> **PROMPT**
Repeat every entry below exactly.

> **RECORDS SUPPLIED**
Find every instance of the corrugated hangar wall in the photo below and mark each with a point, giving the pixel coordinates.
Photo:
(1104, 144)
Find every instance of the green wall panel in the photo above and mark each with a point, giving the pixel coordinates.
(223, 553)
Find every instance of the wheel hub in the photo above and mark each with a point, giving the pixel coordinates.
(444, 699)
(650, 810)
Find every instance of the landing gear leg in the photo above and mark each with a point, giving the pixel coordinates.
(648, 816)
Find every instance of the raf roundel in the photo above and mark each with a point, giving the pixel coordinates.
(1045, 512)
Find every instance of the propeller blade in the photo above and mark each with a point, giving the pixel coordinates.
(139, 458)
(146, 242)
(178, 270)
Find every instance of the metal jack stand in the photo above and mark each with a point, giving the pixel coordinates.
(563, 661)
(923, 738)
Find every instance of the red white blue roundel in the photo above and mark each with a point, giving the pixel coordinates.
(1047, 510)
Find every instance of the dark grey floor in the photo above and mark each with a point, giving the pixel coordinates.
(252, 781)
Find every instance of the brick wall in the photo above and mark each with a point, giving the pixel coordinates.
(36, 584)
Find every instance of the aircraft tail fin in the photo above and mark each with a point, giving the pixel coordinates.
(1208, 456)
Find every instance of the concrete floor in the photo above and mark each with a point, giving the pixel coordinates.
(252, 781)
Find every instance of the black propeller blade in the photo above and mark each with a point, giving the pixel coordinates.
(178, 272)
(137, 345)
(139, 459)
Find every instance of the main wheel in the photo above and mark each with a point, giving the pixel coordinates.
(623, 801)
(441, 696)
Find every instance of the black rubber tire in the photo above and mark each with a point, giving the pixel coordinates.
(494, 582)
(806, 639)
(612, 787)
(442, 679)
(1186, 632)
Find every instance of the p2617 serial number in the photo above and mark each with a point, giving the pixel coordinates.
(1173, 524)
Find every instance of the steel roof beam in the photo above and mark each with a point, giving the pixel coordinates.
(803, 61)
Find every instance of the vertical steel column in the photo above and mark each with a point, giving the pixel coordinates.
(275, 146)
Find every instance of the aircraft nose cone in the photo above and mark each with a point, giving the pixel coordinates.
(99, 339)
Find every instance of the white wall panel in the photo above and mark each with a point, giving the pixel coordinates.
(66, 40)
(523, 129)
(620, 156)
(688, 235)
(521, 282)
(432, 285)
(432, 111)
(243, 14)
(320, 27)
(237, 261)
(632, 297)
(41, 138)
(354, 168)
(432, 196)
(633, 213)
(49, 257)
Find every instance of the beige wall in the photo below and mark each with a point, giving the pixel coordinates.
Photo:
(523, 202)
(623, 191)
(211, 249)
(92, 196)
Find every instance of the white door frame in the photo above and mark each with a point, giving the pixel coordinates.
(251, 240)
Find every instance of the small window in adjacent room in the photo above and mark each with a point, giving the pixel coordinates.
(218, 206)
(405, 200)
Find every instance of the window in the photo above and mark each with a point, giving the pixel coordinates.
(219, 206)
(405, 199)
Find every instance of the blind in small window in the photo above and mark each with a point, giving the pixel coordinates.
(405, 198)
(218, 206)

> **REPLY**
Find every instance of the corrugated hangar wall in the photo below and mark each with a point, giving the pixel coordinates.
Photo:
(1104, 144)
Find every instance of the green wall panel in the photo above and mark each with a point, giving the pixel coordinates.
(223, 553)
Find every instance of the wheel hub in the photo above and mark each with a point, giving the pixel coordinates.
(444, 699)
(650, 810)
Find every instance of the landing gear leg in the photo above and mark each with a point, giving the pixel coordinates.
(648, 816)
Find every instance of the raf roundel in the photo above and mark each with a point, giving the pixel coordinates.
(1045, 512)
Find every instance of the propeller blade in the photo above and mark each with a point, giving the pixel coordinates.
(139, 458)
(146, 242)
(178, 270)
Find every instance of the metal jack stand in the photo above and mark each with a point, giving the pixel coordinates.
(563, 661)
(923, 738)
Find every instance of the red white blue roundel in the photo above and mark each with a point, giving the pixel coordinates.
(1047, 510)
Find every instance of the dark grey floor in the photo above and mark each with a point, giving the pixel coordinates.
(252, 781)
Find every instance of the brick wall in the photo above and mark each with a point, giving the pixel coordinates.
(36, 584)
Find every instance of the aircraft tail fin in the photo above and mark each with a point, giving the pixel coordinates.
(1208, 456)
Find every instance of the concrete floor in the photo above and mark each with a point, giving the pixel coordinates.
(252, 781)
Find every instance of the black propeller blade in the photo above and mark each with a point, giving the pixel coordinates.
(178, 272)
(137, 345)
(139, 459)
Find every instance of the main wheel in the photo above and mark each with a point, giving the pixel coordinates.
(623, 801)
(441, 696)
Find every instance of the black rubber tire in the photo above and mark each with a point, giving the pixel coordinates.
(494, 582)
(806, 639)
(612, 787)
(442, 679)
(1186, 632)
Find every instance of the p2617 serial number in the photo above and mark each with a point, giving the pixel coordinates.
(1173, 524)
Find every instance of the steel roof beam in the photo above and mark each with a point, giving the pixel coordinates.
(803, 61)
Find every instance of the vertical steel column in the photo above and mark each with a point, giving the pixel coordinates.
(275, 146)
Find every instance of the aircraft nose cone in the photo above and mark each with a point, giving the pixel coordinates.
(99, 339)
Find every instance of the white wall panel in the photo above and mark each with a point, giving the pixel coordinates.
(66, 40)
(523, 129)
(620, 156)
(688, 235)
(521, 282)
(432, 285)
(432, 111)
(243, 14)
(320, 27)
(237, 261)
(632, 297)
(41, 138)
(354, 168)
(432, 196)
(633, 213)
(49, 257)
Find every instance of the beige wall in the photo below and mark each with a point, giving the pixel coordinates.
Photo:
(523, 202)
(623, 191)
(211, 249)
(92, 196)
Find every instance of the white door frame in the photo above and mark each with a point, giving the pixel coordinates.
(251, 240)
Find every instance of the small window in adjacent room in the photo above and mark each with a point, giving the pixel coordinates.
(218, 206)
(405, 200)
Find every instance of the window in the photo above and mark each with a point, giving the pixel coordinates.
(219, 206)
(405, 199)
Find every instance of the blind in small window in the photo above and mark each with a point, giving the pixel coordinates.
(405, 198)
(218, 206)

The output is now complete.